▸ Given problem
Copy out, exactly as given, every line from the line with "subject: man with dark hair" to the end of the listing, both of those lines included.

▸ Records to use
..............................

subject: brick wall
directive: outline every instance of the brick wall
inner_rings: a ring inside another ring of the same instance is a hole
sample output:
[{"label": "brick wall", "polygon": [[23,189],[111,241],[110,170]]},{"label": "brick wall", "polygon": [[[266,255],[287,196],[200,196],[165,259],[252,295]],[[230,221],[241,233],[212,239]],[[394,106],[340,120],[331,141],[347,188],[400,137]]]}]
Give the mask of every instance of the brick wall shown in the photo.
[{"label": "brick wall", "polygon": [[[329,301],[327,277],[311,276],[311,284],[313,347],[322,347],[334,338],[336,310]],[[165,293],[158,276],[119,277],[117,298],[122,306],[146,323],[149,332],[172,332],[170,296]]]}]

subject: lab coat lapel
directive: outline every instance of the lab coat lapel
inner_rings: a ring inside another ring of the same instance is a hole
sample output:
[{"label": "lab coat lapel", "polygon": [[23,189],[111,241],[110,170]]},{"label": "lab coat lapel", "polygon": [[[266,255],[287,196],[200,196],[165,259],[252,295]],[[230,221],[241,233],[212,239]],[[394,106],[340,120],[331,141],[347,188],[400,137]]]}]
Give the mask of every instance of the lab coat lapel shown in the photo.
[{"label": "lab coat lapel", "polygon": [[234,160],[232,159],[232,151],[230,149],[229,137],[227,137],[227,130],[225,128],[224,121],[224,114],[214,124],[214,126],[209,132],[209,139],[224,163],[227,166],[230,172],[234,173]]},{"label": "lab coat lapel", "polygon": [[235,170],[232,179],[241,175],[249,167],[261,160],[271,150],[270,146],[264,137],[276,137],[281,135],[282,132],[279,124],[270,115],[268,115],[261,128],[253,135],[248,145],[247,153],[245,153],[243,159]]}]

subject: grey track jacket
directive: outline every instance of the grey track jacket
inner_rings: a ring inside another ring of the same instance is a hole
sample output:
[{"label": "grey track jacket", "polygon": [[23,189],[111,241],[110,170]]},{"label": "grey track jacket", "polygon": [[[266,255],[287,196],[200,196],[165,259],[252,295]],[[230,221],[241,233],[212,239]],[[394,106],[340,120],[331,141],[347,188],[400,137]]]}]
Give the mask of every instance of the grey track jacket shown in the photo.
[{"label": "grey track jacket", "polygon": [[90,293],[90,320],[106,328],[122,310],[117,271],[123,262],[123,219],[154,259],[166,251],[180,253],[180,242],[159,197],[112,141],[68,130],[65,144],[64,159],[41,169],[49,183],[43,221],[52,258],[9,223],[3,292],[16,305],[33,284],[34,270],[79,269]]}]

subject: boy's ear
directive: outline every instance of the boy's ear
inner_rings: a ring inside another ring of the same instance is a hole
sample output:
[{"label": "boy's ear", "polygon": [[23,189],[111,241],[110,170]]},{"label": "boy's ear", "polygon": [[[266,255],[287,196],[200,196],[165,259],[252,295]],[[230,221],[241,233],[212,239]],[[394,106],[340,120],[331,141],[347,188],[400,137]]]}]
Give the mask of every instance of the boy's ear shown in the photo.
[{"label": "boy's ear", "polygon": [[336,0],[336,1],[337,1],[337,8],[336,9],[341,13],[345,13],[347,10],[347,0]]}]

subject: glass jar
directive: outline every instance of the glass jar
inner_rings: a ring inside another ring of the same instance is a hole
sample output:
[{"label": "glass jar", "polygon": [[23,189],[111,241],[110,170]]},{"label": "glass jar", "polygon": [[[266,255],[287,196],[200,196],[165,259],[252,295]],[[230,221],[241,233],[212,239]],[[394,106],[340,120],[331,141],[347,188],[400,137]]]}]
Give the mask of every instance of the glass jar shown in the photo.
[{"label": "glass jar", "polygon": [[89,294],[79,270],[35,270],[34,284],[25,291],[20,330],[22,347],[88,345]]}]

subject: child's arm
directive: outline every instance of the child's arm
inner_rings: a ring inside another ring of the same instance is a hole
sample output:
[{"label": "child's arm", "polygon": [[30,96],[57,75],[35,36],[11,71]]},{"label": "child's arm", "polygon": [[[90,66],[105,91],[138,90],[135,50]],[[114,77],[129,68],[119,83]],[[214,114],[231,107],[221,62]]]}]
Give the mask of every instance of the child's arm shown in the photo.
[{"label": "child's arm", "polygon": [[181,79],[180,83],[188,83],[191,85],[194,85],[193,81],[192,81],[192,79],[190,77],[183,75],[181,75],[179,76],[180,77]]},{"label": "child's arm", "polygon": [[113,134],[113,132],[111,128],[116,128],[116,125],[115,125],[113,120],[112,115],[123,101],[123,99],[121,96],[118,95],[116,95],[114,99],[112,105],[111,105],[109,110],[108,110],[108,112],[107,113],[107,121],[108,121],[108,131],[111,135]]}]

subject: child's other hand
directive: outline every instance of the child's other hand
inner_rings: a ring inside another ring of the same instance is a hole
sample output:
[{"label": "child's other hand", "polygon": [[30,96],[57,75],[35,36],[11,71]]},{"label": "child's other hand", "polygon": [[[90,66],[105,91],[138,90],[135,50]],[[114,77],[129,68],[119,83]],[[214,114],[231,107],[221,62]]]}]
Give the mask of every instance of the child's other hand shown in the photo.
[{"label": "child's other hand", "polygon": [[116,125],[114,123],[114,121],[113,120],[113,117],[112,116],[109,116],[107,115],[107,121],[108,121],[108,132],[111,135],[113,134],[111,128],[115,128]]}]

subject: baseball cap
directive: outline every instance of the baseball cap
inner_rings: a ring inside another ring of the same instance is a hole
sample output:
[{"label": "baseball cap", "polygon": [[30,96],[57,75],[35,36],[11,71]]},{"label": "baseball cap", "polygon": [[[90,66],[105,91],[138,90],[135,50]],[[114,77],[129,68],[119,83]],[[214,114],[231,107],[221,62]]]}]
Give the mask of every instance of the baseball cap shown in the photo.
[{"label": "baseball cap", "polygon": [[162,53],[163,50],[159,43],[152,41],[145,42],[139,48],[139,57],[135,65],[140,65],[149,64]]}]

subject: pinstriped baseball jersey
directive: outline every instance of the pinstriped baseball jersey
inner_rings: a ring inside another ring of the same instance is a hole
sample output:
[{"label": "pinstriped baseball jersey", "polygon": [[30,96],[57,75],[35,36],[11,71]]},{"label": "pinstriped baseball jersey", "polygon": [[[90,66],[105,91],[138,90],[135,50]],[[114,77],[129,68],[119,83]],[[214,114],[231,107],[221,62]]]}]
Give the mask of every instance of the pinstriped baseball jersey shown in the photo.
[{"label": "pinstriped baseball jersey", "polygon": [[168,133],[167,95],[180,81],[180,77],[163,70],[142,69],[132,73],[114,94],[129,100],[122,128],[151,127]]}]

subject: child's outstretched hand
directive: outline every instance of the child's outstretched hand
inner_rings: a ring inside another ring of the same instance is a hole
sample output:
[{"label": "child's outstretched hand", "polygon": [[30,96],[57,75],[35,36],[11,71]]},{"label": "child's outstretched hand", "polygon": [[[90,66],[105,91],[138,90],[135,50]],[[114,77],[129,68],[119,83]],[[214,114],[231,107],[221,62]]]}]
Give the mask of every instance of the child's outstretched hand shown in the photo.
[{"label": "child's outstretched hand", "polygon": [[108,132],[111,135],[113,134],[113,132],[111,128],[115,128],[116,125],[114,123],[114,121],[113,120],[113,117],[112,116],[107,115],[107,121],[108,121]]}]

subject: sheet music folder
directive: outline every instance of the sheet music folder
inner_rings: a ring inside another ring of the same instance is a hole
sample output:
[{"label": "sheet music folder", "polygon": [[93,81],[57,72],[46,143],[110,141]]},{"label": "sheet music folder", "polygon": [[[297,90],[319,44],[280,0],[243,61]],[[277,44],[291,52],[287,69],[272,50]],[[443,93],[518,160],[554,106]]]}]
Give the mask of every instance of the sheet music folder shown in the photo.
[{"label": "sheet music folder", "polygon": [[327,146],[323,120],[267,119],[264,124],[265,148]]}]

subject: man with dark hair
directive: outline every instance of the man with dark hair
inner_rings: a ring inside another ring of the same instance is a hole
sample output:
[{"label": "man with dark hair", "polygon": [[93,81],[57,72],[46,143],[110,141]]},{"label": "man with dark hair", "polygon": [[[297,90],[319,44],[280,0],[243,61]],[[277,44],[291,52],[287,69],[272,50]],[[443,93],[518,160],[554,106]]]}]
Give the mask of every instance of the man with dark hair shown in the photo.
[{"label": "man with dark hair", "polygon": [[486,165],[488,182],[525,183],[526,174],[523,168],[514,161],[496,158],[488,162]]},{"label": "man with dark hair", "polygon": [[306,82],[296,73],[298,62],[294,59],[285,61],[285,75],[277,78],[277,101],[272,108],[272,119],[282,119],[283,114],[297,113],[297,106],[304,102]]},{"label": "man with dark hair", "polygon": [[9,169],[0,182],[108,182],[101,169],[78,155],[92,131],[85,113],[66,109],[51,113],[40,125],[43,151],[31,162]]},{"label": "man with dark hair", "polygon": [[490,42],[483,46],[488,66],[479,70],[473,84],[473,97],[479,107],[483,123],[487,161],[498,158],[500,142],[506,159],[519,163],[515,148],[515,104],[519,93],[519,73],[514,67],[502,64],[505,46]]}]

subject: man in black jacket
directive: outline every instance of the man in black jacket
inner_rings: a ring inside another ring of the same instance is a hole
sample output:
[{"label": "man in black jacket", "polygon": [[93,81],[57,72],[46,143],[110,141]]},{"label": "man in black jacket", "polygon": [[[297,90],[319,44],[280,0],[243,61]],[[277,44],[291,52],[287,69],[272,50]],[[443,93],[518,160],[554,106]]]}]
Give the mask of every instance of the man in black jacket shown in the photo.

..............................

▸ Written answer
subject: man with dark hair
directive: outline every instance of the man with dark hair
inner_rings: a ring inside another ring of the same instance is a hole
sample output:
[{"label": "man with dark hair", "polygon": [[93,81],[57,72],[46,143],[110,141]]},{"label": "man with dark hair", "polygon": [[[297,90],[319,44],[280,0],[243,61]],[[277,44],[291,52],[287,69],[272,50]],[[443,93],[518,160],[554,106]]]}]
Give the mask of every instance of the man with dark hair shown in the photo.
[{"label": "man with dark hair", "polygon": [[486,165],[488,182],[525,183],[526,174],[523,168],[514,161],[496,158],[488,162]]},{"label": "man with dark hair", "polygon": [[306,82],[296,73],[298,62],[294,59],[285,61],[285,75],[277,78],[277,101],[272,108],[272,119],[282,119],[283,114],[297,113],[297,106],[304,102]]},{"label": "man with dark hair", "polygon": [[9,169],[0,182],[108,182],[101,169],[78,155],[92,131],[85,113],[66,109],[51,113],[40,125],[43,151],[31,162]]},{"label": "man with dark hair", "polygon": [[490,42],[483,46],[488,66],[479,70],[473,84],[473,97],[479,107],[483,123],[487,161],[498,158],[500,142],[506,159],[519,163],[515,148],[515,104],[519,93],[519,73],[514,67],[502,64],[505,46]]}]

subject: man in black jacket
directive: outline every instance of the man in black jacket
inner_rings: a ring inside another ring of the same instance is a hole
sample output:
[{"label": "man in black jacket", "polygon": [[93,81],[57,72],[46,143],[110,141]]},{"label": "man in black jacket", "polygon": [[[297,90],[319,44],[280,0],[243,61]],[[277,44],[291,52],[287,69],[272,50]],[[443,93],[518,160],[554,106]]]}]
Give the mask of every instance of the man in black jacket shown in the photo.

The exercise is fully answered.